■ PAGE EXTRACT

The [`DataLoader`](https://pytorch.org/docs/stable/data.html#torch.utils.data.DataLoader) class takes a `DataSet` object as input to handle to split the dataset into batches. The class `EqualLengthsBatchSampler` analyzes the input sequences to organize all sequences into groups of sequences of the same length. Then, each batch is sampled for a single group, ensuring that all sequences in the batch have the same length. In the following, we use a batch size of 256, although you can easily go higher since we are dealing with only sentences.

In [None]:
batch_size = 256

dataset_train = BaseDataset(X_train, y_train)
sampler_train = EqualLengthsBatchSampler(batch_size, X_train, y_train)
loader_train = DataLoader(dataset_train, batch_sampler=sampler_train, shuffle=False, drop_last=False)

dataset_test = BaseDataset(X_test, y_test)
sampler_test = EqualLengthsBatchSampler(batch_size, X_test, y_test)
loader_test = DataLoader(dataset_test, batch_sampler=sampler_test, shuffle=False, drop_last=False)

We can now iterate over all batches using a simple loop as follows:

In [None]:
for X, y in loader_train:
    print('X.shape:', X.shape)
    print('y.shape:', y.shape)
    break # We don't need to see all batches here

The shape of `X` reflects the number of samples (i.e., reviews) in the batch, and the length of all sequences in the batch. Note that the number of samples is most of the time much smaller than our specified batch size of 256 (see above). This is because we enforce that all sequences need to have the same length, and if there are less than 256 sequences of the same length in our dataset, the corresponding batch won't be full.

■ SUPPLIED INFORMATION
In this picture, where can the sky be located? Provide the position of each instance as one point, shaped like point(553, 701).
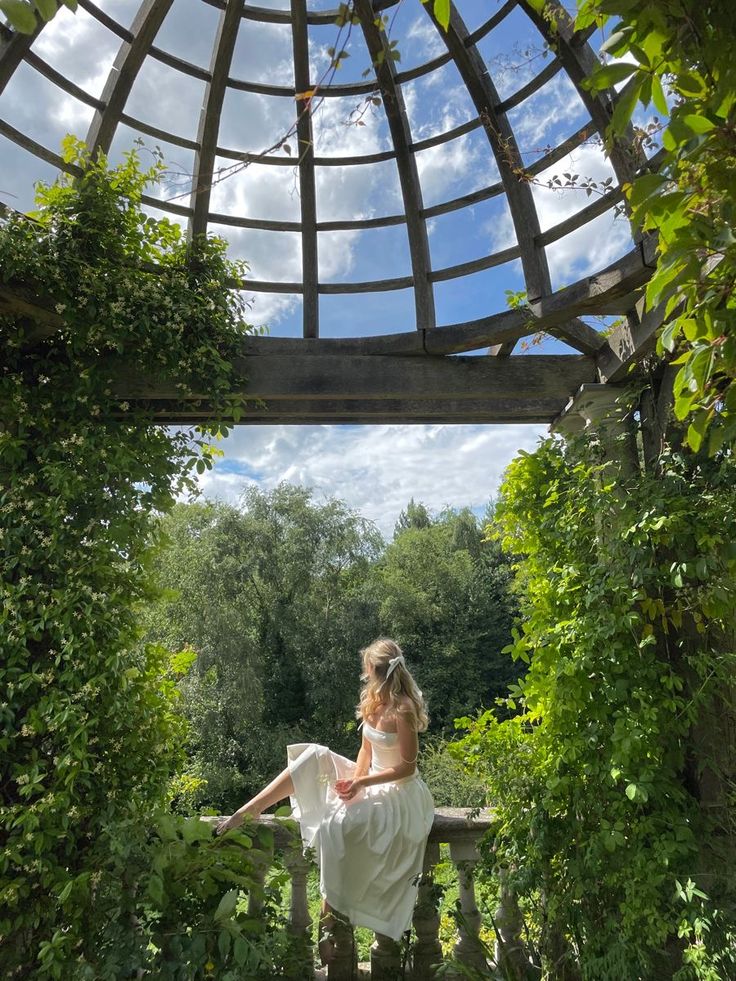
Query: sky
point(376, 469)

■ WRITTEN PROBLEM
From the PyTorch batching extract above, reproduce verbatim the stretch from "dataset_test = BaseDataset(X_test, y_test)" through "batch_sampler=sampler_test, shuffle=False, drop_last=False)".

■ OUTPUT FOR THIS EXERCISE
dataset_test = BaseDataset(X_test, y_test)
sampler_test = EqualLengthsBatchSampler(batch_size, X_test, y_test)
loader_test = DataLoader(dataset_test, batch_sampler=sampler_test, shuffle=False, drop_last=False)